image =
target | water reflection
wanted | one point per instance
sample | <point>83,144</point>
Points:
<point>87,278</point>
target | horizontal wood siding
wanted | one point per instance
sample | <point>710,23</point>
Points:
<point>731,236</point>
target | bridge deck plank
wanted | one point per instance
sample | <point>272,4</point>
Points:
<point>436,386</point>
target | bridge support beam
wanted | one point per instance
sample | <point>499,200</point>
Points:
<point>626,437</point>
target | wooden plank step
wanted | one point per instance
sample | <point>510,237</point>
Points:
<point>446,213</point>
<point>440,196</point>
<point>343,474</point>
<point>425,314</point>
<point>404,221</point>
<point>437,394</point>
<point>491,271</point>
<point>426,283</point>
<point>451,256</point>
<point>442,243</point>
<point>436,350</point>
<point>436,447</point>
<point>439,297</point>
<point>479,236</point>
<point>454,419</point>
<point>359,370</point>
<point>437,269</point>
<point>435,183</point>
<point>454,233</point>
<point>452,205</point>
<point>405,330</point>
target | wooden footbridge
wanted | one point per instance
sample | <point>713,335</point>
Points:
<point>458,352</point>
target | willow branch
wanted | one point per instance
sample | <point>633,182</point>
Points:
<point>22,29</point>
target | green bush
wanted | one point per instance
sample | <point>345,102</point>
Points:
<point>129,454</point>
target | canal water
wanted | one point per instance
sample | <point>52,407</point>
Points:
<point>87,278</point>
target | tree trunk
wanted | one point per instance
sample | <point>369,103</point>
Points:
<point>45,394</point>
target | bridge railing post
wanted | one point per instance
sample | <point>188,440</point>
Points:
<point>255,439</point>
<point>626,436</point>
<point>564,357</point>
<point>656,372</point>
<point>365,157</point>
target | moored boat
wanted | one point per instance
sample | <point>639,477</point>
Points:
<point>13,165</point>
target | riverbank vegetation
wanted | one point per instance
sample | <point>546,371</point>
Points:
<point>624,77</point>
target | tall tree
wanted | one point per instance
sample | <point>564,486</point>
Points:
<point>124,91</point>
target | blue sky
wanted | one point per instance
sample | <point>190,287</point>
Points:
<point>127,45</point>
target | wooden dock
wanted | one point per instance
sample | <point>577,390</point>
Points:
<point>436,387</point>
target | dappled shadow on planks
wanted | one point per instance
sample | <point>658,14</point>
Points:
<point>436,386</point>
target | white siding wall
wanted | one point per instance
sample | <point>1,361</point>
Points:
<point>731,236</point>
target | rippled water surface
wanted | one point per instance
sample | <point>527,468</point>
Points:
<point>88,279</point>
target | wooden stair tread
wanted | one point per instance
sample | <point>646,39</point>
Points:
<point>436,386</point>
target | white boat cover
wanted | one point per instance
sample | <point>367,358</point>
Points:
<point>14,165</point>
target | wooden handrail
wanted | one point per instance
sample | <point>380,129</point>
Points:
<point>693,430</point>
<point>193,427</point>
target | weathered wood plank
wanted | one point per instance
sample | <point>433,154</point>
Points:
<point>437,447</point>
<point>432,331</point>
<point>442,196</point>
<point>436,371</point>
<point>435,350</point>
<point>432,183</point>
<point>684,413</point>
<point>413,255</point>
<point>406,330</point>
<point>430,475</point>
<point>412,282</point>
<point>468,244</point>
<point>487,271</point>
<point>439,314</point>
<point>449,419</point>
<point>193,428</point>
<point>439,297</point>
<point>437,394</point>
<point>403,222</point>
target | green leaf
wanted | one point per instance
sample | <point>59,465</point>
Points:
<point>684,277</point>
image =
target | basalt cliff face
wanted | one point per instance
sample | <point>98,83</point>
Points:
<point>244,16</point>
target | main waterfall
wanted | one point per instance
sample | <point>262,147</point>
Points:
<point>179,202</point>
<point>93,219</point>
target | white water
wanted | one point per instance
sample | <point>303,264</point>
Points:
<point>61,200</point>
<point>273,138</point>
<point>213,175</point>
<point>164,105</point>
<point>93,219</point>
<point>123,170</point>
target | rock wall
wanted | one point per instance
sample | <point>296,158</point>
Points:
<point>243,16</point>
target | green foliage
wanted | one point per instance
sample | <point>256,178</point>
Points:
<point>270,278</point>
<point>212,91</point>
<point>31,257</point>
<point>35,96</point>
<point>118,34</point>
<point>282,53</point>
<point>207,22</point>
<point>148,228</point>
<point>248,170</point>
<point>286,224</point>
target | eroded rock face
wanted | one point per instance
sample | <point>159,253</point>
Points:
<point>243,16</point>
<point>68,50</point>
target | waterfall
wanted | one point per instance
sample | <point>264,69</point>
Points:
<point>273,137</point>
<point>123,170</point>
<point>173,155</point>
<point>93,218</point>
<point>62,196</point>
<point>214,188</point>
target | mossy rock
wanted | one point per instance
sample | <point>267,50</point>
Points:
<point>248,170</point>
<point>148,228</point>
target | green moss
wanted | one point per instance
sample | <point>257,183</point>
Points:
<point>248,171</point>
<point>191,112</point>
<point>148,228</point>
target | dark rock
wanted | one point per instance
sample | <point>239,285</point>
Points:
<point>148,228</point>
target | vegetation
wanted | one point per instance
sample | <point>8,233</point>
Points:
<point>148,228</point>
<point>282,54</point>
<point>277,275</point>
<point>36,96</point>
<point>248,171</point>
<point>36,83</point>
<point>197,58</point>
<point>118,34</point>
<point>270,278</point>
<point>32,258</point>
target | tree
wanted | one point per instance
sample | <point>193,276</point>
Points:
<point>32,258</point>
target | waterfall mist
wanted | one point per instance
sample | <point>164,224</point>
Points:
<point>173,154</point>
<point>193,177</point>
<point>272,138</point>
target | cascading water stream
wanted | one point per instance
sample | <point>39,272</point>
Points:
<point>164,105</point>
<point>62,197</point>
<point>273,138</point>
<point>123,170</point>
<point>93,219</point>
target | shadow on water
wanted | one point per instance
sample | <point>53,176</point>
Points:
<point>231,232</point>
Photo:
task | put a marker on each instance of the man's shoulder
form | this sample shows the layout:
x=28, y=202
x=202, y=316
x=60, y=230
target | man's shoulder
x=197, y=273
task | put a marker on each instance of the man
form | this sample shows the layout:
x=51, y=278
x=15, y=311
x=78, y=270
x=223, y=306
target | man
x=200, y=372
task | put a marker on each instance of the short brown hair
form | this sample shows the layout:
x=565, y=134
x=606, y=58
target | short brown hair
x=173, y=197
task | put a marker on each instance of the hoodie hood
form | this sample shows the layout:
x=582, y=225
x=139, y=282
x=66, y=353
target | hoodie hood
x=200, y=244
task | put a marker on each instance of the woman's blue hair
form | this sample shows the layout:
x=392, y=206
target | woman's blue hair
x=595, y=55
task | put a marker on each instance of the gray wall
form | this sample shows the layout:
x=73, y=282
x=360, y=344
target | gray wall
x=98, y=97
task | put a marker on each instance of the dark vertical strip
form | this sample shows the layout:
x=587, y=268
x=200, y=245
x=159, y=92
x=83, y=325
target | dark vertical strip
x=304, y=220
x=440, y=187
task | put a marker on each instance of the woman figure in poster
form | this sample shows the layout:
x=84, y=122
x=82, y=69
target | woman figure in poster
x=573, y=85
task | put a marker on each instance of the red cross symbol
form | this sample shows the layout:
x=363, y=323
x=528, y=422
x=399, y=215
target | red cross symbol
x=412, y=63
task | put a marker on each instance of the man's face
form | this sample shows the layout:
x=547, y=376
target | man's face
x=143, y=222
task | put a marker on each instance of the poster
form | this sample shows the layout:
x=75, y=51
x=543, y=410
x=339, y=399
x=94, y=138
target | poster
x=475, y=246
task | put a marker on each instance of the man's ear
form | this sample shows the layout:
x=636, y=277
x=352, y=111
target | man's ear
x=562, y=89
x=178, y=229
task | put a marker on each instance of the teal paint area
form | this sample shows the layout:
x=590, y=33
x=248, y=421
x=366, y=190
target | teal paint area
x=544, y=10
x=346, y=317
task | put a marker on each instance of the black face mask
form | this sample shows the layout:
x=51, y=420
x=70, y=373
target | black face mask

....

* [DESCRIPTION OF THE TASK]: In the listing above, locate the line containing "target | shadow on water" and the line containing "x=60, y=230". Transcribe those two lines and everything between them, exactly as written.

* [ANSWER FOR THE TASK]:
target | shadow on water
wanted | one point per instance
sample | <point>53,176</point>
Points:
<point>231,232</point>
Photo:
task | put a marker on each instance of the man's shoulder
form | this sample shows the layout:
x=28, y=202
x=202, y=316
x=60, y=230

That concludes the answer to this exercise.